-- SELECTED PASSAGE --

+---+

Driver memory leak with single instance of Netty HashedWheelTimer

376 views
Skip to first unread message

Sylvain Juge

unread,
Jun 25, 2015, 4:38:59 AM6/25/15
to java-dri...@lists.datastax.com

Hi,


We recently had a OOME on multiple nodes of our application (5 tomcat nodes connecting to 9 C2 nodes),

and heap dump shows that more than 50% of heap is associated with a single Netty object instance.


Our C2 cluster was working properly, but webapp instances failure happened in the same time frame +/- few hours.


Current driver version : 2.1.6 (updated previously from 2.1.5).


Screenshot of Eclipse MAT :



I can provide heap dump for analysis if required (270mb compressed).

Regards,
Sylvain.

Olivier Michallat

unread,
Jun 25, 2015, 10:05:04 AM6/25/15
to java-dri...@lists.datastax.com
Hi,

Do you have any custom configuration for the driver? Are speculative executions enabled?

Yes, I will look at the heap dump if you can make it available somewhere.

--

Olivier Michallat

Driver & tools engineer, DataStax


To unsubscribe from this group and stop receiving emails from it, send an email to java-driver-us...@lists.datastax.com.

Sylvain Juge

unread,
Jun 25, 2015, 11:20:45 AM6/25/15
to java-dri...@lists.datastax.com
Heap dump is available here : https://drive.google.com/folderview?id=0BzjaTIvp9xXIfmhEMW5rYi11SmdaTy1tbC1SNjdxcVFEc0N0UjVSNDB4MlhiM3g1U1pPVnc&usp=sharing

Configuration is defined as follows :

Cluster.Builder builder = Cluster.builder();
builder.getConfiguration().getProtocolOptions().setCompression(ProtocolOptions.Compression.LZ4);
builder.withProtocolVersion(ProtocolVersion.V3);
builder.getSocketOptions().setReadTimeoutMillis(25000);
builder.getPoolingOptions().setPoolTimeoutMillis(25000);  
builder.getPoolingOptions().setMaxSimultaneousRequestsPerHostThreshold(HostDistance.LOCAL, 2048);
builder.withReconnectionPolicy(new ConstantReconnectionPolicy(25000));
builder.withRetryPolicy(new LoggingRetryPolicy(AlwaysIgnoreRetryPolicy.INSTANCE));
builder.withLoadBalancingPolicy(new TokenAwarePolicy(new DCAwareRoundRobinPolicy(), true); 

Regards,
Sylvain.

Olivier Michallat

unread,
Jun 28, 2015, 12:58:11 PM6/28/15
to java-dri...@lists.datastax.com
The HashWheelTimer's management thread is blocked. This seems related to a ThreadLocal used in your application code, I'll send you more details privately.

+---+

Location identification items
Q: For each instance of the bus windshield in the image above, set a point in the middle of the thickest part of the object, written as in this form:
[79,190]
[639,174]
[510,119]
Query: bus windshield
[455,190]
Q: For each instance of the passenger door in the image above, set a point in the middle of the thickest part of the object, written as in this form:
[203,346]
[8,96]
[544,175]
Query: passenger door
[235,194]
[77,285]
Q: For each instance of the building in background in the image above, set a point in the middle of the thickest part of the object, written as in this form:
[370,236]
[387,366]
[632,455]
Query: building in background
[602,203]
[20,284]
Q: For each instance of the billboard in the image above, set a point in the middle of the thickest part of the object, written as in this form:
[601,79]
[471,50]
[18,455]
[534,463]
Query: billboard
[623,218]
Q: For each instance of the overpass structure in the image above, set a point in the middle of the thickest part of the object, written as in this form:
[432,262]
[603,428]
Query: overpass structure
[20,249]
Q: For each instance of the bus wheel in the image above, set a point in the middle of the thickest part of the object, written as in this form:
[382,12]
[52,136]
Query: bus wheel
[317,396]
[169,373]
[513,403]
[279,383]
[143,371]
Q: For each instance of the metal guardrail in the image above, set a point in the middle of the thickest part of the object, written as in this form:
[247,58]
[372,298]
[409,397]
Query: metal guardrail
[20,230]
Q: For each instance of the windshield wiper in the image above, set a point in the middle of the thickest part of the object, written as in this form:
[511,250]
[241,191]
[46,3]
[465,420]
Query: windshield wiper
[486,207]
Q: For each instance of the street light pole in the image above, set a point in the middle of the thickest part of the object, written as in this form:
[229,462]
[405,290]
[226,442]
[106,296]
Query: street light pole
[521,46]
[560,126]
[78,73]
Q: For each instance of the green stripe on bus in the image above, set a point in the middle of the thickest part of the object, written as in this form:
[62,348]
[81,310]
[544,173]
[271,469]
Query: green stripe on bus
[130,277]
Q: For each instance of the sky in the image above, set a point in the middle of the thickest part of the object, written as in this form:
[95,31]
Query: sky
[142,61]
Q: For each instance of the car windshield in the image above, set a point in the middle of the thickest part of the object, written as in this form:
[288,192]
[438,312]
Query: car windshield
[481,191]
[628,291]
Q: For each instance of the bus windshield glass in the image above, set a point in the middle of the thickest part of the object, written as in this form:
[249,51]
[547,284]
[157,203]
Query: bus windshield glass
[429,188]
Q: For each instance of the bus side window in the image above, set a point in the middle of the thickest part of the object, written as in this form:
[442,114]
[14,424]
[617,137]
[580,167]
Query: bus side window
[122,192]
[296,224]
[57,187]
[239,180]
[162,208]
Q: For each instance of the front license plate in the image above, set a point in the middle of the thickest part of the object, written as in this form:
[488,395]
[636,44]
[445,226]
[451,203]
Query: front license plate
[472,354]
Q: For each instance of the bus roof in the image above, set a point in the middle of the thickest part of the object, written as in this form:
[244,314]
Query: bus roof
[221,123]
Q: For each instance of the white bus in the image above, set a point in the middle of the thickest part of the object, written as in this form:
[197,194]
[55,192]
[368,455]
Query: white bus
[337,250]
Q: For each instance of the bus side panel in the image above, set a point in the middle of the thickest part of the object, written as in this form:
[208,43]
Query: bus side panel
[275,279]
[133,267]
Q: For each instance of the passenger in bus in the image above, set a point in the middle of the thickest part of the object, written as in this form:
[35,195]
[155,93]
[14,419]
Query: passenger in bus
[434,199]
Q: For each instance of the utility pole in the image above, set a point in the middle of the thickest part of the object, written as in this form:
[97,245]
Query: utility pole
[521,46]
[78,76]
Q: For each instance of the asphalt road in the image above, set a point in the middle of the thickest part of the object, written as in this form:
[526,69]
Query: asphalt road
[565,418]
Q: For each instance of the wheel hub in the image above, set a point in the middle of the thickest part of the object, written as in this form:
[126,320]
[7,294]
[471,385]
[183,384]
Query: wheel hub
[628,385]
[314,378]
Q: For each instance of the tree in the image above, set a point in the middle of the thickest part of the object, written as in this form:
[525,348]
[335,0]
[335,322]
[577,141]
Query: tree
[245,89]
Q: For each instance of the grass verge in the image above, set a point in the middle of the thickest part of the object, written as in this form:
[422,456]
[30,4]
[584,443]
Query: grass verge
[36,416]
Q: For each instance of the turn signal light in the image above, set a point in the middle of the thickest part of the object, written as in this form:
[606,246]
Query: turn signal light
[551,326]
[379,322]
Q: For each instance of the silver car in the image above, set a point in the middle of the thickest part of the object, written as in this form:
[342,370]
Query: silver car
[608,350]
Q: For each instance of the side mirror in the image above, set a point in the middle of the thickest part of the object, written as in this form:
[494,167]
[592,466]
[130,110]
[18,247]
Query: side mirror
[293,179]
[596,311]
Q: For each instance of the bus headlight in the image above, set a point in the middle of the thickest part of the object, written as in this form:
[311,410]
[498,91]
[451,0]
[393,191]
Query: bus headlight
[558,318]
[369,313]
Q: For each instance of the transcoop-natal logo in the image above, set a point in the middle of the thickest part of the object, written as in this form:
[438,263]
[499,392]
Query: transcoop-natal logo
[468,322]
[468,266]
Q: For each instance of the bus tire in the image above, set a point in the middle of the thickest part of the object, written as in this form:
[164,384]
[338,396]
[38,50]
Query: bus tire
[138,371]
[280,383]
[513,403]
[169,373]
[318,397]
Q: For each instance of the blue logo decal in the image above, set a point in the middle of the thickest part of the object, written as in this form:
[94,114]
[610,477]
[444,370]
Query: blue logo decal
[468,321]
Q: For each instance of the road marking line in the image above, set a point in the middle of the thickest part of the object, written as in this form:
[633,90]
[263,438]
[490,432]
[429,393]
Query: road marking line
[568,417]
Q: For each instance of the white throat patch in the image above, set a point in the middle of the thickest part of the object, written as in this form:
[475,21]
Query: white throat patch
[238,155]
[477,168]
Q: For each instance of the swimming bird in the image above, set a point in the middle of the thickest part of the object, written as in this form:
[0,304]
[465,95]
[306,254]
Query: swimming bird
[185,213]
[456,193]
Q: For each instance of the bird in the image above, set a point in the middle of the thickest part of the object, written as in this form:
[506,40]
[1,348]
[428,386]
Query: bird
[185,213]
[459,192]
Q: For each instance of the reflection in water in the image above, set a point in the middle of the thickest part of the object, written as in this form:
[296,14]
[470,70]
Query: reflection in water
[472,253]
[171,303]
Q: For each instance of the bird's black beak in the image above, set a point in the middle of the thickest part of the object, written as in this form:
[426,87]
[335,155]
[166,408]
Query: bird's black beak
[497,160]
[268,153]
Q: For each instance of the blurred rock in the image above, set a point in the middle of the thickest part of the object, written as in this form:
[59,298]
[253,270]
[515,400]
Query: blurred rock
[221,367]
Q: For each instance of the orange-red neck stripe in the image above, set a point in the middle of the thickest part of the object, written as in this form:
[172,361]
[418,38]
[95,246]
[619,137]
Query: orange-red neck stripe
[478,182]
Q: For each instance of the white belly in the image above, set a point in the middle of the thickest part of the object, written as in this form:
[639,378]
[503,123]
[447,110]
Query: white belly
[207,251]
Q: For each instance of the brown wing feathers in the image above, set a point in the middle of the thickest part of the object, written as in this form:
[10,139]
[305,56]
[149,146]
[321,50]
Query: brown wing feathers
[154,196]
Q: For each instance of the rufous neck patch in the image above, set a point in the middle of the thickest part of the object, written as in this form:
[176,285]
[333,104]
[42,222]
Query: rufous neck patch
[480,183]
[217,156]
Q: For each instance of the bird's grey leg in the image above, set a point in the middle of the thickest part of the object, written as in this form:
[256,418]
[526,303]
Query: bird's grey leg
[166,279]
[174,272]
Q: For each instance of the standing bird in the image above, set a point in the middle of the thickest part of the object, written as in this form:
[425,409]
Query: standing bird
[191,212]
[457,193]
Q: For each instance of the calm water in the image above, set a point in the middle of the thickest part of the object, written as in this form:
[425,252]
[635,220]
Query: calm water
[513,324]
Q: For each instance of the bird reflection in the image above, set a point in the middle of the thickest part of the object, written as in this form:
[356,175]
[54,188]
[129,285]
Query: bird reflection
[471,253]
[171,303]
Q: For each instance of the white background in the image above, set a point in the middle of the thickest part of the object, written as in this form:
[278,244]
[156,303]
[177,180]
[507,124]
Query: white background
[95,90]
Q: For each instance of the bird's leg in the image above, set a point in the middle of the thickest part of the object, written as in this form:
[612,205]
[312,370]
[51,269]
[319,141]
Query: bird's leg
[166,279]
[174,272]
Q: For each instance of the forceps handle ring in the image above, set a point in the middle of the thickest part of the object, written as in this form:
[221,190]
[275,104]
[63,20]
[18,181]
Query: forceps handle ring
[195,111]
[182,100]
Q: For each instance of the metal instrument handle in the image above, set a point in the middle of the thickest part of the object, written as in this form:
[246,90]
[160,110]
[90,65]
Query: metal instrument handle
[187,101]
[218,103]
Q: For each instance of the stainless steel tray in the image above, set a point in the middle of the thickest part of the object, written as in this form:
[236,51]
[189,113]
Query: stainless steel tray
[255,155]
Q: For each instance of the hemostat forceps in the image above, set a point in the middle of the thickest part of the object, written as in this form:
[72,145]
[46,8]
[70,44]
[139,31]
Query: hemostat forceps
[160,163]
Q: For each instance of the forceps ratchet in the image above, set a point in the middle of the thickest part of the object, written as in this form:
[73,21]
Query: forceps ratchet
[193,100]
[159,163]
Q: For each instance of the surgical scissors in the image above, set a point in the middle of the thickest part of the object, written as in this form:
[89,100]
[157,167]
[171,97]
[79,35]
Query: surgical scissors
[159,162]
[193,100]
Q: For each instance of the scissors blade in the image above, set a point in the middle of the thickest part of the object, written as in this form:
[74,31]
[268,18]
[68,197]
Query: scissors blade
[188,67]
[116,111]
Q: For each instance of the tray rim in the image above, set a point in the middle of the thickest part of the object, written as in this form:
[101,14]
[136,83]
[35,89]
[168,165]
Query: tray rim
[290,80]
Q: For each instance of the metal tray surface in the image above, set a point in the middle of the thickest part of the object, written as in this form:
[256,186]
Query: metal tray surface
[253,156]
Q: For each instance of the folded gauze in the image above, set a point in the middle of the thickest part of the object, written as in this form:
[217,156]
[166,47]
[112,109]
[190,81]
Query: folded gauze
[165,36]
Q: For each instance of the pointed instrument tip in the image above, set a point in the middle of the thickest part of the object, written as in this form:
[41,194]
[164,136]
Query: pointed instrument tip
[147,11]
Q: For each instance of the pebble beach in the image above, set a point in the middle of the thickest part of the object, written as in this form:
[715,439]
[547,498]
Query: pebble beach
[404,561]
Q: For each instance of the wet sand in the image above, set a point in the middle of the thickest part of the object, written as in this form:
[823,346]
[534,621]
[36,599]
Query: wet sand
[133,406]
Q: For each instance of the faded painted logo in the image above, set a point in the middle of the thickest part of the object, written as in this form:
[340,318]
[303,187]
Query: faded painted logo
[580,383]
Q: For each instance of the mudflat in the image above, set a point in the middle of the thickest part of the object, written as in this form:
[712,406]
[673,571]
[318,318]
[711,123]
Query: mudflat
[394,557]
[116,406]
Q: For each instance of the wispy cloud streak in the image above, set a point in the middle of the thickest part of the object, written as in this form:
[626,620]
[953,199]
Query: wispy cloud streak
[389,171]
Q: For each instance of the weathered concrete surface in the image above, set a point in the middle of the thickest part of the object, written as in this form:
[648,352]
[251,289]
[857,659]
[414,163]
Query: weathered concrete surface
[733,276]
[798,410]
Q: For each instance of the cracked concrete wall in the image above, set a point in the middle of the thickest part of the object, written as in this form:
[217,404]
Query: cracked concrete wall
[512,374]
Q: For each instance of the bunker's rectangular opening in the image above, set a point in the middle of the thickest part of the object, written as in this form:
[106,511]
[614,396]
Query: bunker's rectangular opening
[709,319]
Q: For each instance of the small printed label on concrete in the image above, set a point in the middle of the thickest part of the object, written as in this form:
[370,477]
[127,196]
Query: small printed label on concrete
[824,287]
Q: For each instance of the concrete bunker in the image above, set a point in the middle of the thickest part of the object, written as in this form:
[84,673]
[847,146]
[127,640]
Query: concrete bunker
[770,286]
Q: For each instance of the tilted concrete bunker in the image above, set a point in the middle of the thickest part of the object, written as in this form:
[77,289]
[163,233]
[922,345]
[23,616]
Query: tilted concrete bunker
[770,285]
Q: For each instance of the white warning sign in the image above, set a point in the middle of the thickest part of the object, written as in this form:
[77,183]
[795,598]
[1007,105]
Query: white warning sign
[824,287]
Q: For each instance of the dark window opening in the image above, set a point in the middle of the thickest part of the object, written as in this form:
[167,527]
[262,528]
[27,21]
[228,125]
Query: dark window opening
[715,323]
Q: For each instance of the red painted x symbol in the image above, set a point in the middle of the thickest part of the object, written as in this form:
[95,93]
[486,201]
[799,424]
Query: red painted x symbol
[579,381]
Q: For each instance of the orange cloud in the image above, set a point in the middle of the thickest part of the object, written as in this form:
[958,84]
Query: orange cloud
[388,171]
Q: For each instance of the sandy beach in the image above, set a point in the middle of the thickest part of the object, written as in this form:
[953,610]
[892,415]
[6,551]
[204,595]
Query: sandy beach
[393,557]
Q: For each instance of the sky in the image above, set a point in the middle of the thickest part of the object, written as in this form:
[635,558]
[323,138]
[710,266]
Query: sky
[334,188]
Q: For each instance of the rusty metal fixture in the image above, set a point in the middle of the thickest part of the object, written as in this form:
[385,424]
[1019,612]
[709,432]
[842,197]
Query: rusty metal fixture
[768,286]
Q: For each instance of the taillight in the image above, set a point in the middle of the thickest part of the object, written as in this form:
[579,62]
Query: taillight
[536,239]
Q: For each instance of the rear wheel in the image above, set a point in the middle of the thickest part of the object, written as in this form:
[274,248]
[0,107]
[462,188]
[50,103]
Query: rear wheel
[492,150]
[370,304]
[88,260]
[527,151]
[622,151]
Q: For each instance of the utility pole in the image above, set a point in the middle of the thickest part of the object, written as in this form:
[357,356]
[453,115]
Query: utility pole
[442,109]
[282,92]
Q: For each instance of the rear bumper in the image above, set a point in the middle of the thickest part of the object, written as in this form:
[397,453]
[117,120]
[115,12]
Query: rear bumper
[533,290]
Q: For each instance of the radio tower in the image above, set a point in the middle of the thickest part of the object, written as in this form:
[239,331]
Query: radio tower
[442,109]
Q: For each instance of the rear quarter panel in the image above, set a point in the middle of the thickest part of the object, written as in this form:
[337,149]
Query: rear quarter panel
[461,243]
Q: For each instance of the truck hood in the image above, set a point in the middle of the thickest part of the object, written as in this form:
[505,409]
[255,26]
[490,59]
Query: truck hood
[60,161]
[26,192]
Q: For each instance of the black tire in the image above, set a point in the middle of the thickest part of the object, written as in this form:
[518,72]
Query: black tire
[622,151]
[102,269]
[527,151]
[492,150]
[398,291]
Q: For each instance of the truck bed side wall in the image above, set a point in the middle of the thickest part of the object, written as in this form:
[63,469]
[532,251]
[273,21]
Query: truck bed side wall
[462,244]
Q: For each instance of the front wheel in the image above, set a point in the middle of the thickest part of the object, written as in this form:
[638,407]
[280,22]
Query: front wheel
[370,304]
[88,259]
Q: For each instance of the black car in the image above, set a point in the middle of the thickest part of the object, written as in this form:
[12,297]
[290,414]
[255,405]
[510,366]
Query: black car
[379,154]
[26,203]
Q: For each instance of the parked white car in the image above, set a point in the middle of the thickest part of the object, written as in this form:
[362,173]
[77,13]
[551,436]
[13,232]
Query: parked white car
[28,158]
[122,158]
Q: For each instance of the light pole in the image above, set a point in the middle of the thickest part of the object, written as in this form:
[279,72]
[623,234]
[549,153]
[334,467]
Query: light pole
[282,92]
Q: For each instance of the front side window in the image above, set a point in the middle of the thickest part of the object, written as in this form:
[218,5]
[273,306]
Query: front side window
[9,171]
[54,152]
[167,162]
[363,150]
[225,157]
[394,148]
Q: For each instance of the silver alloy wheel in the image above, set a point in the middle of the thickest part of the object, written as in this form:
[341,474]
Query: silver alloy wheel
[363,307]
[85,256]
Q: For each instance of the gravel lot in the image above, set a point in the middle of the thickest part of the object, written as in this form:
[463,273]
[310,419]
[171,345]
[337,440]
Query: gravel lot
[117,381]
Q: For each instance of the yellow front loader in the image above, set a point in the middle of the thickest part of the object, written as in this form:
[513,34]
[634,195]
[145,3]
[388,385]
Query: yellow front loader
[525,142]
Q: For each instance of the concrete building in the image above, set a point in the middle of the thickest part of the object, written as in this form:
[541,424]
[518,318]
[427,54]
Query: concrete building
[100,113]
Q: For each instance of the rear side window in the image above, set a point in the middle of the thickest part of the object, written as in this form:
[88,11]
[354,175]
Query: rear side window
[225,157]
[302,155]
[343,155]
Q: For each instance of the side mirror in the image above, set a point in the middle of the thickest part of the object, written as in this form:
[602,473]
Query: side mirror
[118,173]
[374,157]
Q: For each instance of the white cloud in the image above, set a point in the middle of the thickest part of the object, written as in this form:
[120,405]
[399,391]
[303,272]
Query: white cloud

+---+

-- TO DO --
**a)** In the driver memory leak thread, which driver version was running when the out-of-memory error occurred?
**b)** Extend the driver memory leak thread with the next reply.

-- FINAL ANSWERS --
**a)** Version 2.1.6, updated previously from 2.1.5.

**b)**
We use HashWheelTimer for request timeouts. Each time we send a request, we schedule a HashedWheelTimeout to fail the request if we don't get an answer after SocketOptions.readTimeoutMillis.

When you schedule a timeout, Netty first stores it in a temporary queue. The management thread periodically polls that queue and transfers the timeouts to the timer's buckets.
Since the thread is blocked, that never happens and the timeouts stay in the queue forever, producing a leak. At the time of the heap dump, there are approximately 700K instances in the queue. Each instance has a reference back to the driver's internal representation of a request, and transitively to the Future, BoundStatement, etc., so these are also leaked.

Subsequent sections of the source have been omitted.